[Start of Page extract]

We have used Mark to establish the basic template, and now I will just go through Luke and Matthew, and pick out what disparities there are, and see if they cause any encumbrance to the present reading.
Luke’s account takes place outside the Temple, while both Matthew and Mark’s accounts start at the Temple and then shift to the Mount Of Olives. Whilst Mark’s account involves two questions specifically from Peter, James, John and Andrew, and Matthew’s account involves three questions from all the disciples that are somewhat different to the other accounts, in Luke we are not told who asks the questions, which are the same questions as we see in Mark’s gospel.
The Hebrew convention for emphasising something is to repeat it. When Jesus said: “Verily, verily”, it was not because he was hesitating in some way, but because he was being extremely emphatic. Any re-iteration of this kind denotes something of great significance from the Lord. So the fact that the Temple Prophecy appears in the Gospels on three separate occasions should really shout to us, loudly and clearly, ‘this is monumentally significant’. I personally believe that the destruction of the Temple was hugely momentous, and that likewise Jesus and the Holy Spirit, who author the Bible, are telegraphing to us in no uncertain terms through this prophecy that this event is of the utmost importance and centrality.

[End of Page extract]

Complete the following:
A. List the four disciples whom the Temple Prophecy passage names as asking the questions in Mark's account.
B. In the Temple Prophecy passage, where does Luke's account take place?
C. Copy the Temple Prophecy passage word for word, starting with "Luke’s account takes" and going on through "in Mark’s gospel.".

[Start of Provided material]

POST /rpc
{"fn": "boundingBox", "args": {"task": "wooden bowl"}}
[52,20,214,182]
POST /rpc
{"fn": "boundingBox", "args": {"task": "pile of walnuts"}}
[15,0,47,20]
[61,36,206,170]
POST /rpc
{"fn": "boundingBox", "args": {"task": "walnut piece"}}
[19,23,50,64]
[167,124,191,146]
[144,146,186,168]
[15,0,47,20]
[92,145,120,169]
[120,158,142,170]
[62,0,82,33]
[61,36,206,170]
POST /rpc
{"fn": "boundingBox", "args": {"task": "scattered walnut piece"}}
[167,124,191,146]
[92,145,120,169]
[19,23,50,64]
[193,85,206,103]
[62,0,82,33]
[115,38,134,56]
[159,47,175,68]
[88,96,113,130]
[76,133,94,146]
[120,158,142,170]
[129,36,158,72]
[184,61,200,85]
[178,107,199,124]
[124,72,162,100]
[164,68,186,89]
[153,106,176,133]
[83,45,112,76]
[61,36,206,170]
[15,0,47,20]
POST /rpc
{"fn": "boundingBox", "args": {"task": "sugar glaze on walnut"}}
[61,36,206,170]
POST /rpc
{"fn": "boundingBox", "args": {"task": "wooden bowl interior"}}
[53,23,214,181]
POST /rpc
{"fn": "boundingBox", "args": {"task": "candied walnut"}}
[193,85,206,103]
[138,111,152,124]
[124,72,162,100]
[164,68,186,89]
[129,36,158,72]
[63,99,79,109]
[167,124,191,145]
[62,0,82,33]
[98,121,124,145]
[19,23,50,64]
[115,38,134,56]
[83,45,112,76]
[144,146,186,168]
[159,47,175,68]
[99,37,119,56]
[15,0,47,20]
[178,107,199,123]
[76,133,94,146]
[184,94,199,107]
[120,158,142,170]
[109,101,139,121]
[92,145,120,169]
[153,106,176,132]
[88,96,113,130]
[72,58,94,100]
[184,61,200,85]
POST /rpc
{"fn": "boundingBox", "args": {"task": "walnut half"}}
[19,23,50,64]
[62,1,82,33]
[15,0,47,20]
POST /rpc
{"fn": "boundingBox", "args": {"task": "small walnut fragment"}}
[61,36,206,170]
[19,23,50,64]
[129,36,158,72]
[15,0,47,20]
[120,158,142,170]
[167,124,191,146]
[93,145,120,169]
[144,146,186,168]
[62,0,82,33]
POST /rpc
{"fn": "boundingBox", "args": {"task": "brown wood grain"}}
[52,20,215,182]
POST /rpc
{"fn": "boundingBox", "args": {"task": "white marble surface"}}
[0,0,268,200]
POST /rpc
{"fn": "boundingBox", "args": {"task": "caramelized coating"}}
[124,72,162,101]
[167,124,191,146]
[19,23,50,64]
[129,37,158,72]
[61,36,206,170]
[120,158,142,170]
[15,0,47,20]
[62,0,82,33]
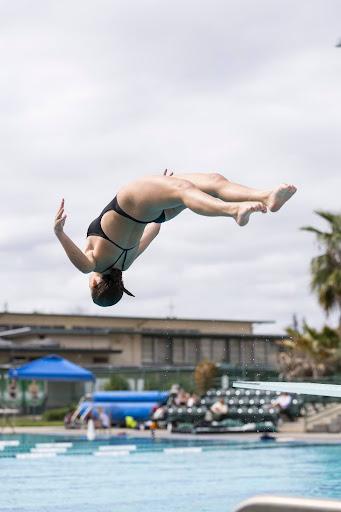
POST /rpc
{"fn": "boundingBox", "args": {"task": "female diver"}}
[54,170,296,307]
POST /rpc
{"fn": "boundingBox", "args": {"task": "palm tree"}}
[279,322,340,380]
[301,210,341,332]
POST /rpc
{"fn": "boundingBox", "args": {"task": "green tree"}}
[279,322,341,380]
[301,210,341,332]
[194,361,217,395]
[104,373,129,391]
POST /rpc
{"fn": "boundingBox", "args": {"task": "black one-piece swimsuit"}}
[86,196,166,273]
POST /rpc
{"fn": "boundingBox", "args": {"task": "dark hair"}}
[91,268,135,308]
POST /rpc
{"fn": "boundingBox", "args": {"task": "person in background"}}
[272,392,295,421]
[98,407,111,430]
[186,393,199,407]
[210,398,228,421]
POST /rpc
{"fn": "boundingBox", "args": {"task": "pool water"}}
[0,436,341,512]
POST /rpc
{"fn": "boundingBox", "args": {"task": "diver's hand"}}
[163,169,174,176]
[54,199,66,236]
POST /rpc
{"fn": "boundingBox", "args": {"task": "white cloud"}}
[0,0,341,331]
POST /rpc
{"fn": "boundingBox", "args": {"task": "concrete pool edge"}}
[0,427,341,444]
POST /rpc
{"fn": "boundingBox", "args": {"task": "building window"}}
[172,338,185,364]
[229,339,240,366]
[142,337,154,363]
[185,338,199,364]
[212,339,226,363]
[255,340,267,366]
[241,341,254,365]
[200,338,212,361]
[154,338,172,364]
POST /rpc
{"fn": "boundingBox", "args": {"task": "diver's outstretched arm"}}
[54,199,96,274]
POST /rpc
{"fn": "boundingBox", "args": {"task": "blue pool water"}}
[0,436,341,512]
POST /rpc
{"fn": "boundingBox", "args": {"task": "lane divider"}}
[163,446,202,455]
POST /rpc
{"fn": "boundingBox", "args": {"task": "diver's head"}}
[89,268,135,308]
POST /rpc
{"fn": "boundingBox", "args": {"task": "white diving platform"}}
[233,381,341,398]
[234,496,341,512]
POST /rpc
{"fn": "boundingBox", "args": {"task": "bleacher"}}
[166,388,304,433]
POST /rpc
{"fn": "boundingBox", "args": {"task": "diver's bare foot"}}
[235,201,267,226]
[265,183,297,212]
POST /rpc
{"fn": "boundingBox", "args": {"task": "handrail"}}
[235,496,341,512]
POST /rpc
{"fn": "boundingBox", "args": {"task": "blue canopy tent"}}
[8,355,95,410]
[8,355,95,381]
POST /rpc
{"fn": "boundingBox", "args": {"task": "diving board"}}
[233,381,341,398]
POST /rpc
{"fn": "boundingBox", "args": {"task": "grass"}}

[End of Provided material]

Responses to the exercise:
A. Peter, James, John, Andrew

B. Outside the Temple.

C.
Luke’s account takes place outside the Temple, while both Matthew and Mark’s accounts start at the Temple and then shift to the Mount Of Olives. Whilst Mark’s account involves two questions specifically from Peter, James, John and Andrew, and Matthew’s account involves three questions from all the disciples that are somewhat different to the other accounts, in Luke we are not told who asks the questions, which are the same questions as we see in Mark’s gospel.